§ WHAT YOU SHOULD DO
A faithful copy of all the data below, please; leave no line out.

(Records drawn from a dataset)
__________
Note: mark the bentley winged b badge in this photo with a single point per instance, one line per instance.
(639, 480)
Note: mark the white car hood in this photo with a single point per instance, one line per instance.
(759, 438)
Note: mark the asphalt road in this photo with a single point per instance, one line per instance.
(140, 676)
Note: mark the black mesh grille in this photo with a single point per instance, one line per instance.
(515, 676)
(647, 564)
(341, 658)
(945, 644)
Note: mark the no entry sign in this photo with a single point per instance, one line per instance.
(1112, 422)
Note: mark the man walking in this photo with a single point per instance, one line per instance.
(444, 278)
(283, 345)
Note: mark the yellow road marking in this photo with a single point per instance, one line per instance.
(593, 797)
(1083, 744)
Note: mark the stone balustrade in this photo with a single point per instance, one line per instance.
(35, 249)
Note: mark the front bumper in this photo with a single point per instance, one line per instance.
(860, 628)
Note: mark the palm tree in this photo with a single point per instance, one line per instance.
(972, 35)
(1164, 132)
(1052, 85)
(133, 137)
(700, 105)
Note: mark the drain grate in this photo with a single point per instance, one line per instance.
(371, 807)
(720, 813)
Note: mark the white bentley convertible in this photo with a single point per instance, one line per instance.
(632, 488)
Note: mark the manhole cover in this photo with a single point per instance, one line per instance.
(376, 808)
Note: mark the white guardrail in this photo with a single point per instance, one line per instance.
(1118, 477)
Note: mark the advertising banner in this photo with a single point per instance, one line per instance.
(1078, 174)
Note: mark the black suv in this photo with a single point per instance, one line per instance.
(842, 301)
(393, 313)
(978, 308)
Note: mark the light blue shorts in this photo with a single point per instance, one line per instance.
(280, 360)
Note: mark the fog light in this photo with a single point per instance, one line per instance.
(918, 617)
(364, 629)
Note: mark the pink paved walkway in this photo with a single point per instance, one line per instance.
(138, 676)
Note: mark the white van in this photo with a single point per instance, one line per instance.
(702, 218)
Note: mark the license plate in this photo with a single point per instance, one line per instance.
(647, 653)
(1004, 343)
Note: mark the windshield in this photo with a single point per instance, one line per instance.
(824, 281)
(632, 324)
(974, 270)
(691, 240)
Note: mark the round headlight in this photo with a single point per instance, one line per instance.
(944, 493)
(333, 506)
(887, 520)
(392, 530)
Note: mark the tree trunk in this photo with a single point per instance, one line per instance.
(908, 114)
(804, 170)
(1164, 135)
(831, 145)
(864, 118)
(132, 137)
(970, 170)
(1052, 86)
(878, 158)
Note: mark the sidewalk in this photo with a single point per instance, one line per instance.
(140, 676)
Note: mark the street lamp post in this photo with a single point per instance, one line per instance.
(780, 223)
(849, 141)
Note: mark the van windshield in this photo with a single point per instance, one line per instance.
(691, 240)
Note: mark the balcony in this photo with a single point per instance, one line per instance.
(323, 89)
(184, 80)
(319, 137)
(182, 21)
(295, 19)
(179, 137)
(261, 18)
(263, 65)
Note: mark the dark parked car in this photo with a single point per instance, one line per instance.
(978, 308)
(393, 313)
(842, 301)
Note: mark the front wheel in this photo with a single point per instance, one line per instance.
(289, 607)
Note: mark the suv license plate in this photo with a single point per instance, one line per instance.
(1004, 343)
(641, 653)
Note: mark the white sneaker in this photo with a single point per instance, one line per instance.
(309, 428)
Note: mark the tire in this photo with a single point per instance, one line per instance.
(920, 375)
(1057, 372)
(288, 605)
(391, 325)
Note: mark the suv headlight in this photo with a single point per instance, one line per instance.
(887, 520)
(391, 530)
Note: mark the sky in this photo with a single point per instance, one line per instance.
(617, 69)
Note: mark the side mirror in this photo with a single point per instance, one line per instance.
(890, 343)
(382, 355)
__________
§ TASK RESULT
Note: mark the bentley winged b badge in this photo with a single point per instance, one line per instance.
(639, 480)
Note: mark the white car hood in this photo with a single point per instance, one line per instance.
(759, 438)
Note: mark the asphalt road in this photo with a single point per instance, one line per instance.
(140, 676)
Note: mark the black mesh grille in this photo with a single point per instance, one line per instance.
(515, 676)
(647, 564)
(341, 658)
(945, 644)
Note: mark the no entry sign in this photo with a single point per instance, one line per instance.
(1112, 422)
Note: mark the man walking in this photo with a single point per instance, one line per instance.
(444, 278)
(283, 345)
Note: mark the yellow road marking in this photo with a single point per instance, one line per instance.
(593, 797)
(1083, 744)
Note: mark the stone balustrade in this photo with a single point per instance, one line per instance.
(35, 249)
Note: mark the front bumper in this photo with a single point per instance, one line per instance.
(860, 628)
Note: mark the palm tree in this photo with a single point per instance, one line per instance.
(972, 35)
(1164, 132)
(1052, 85)
(133, 137)
(700, 105)
Note: mark the drain grate in this photo with a single point per instance, one line per instance.
(371, 807)
(720, 813)
Note: mark the white bentley convertible in this photo with a single point per instance, one line per instance.
(632, 488)
Note: mark the manhole cover in this photo with a single point per instance, one line per instance.
(376, 808)
Note: mark the white guardrail in this photo with a single point per instance, one line per instance.
(1118, 477)
Note: mark the advertising banner in this photo with a single point per instance, one line per instance.
(1078, 174)
Note: mark the black suv in this photo with a single point per instance, one line per instance.
(842, 301)
(393, 313)
(978, 308)
Note: mark the light blue shorts in this photo with a single point per instance, one line per instance.
(280, 360)
Note: mark the fog light in this photo with a single point per instance, one line per instance.
(918, 617)
(364, 629)
Note: mark the pink paved walkway in this photo with a single point per instance, one line per instance.
(138, 676)
Note: mark the white van in this photo with a single point per instance, one line per instance.
(702, 218)
Note: mark the license plate in this photo with a single point per instance, one line per instance.
(647, 653)
(1004, 343)
Note: mark the windshield in this photo with a single point per instance, one line per instance.
(824, 281)
(632, 324)
(974, 270)
(691, 240)
Note: mark the round headlight in this photo with a single point per instance, one line per instance.
(944, 493)
(333, 506)
(887, 520)
(392, 530)
Note: mark the tree trunk in this photo with a single point per instance, one line per instance.
(908, 114)
(804, 170)
(1164, 135)
(831, 145)
(864, 118)
(132, 137)
(970, 170)
(1052, 86)
(878, 158)
Note: mark the sidewalk in this photo with a single point per instance, one line per instance.
(140, 676)
Note: mark the street lamp post in this photo with a single point per instance, one line per instance.
(780, 223)
(849, 141)
Note: mark the van windshield in this photo with a single point per instance, one line per instance.
(691, 240)
Note: mark the balcony in this photo with a single point per instance, one line per instance.
(323, 89)
(184, 80)
(319, 137)
(182, 21)
(295, 19)
(179, 137)
(261, 18)
(263, 65)
Note: mark the dark parked car in this photo with a single point per instance, one line per instance.
(978, 308)
(393, 313)
(842, 301)
Note: mark the front wheel in this photo with a single point per instance, one line per instance.
(289, 607)
Note: mark the suv license plate in this photo with a single point per instance, one line per instance.
(1004, 343)
(641, 653)
Note: mark the white sneaker in this photo with a single point per instance, one line per instance.
(309, 428)
Note: mark the tire in this photo with a single point per instance, one line per instance.
(920, 375)
(1057, 372)
(288, 605)
(391, 325)
Note: mark the suv headlight in this photo with a single point per instance, one line per instance.
(887, 520)
(391, 530)
Note: mark the sky in this photo with a single point per instance, one line per instance.
(617, 69)
Note: mark the side mirror in this photo with a single point per instance, one line per instance.
(890, 343)
(382, 355)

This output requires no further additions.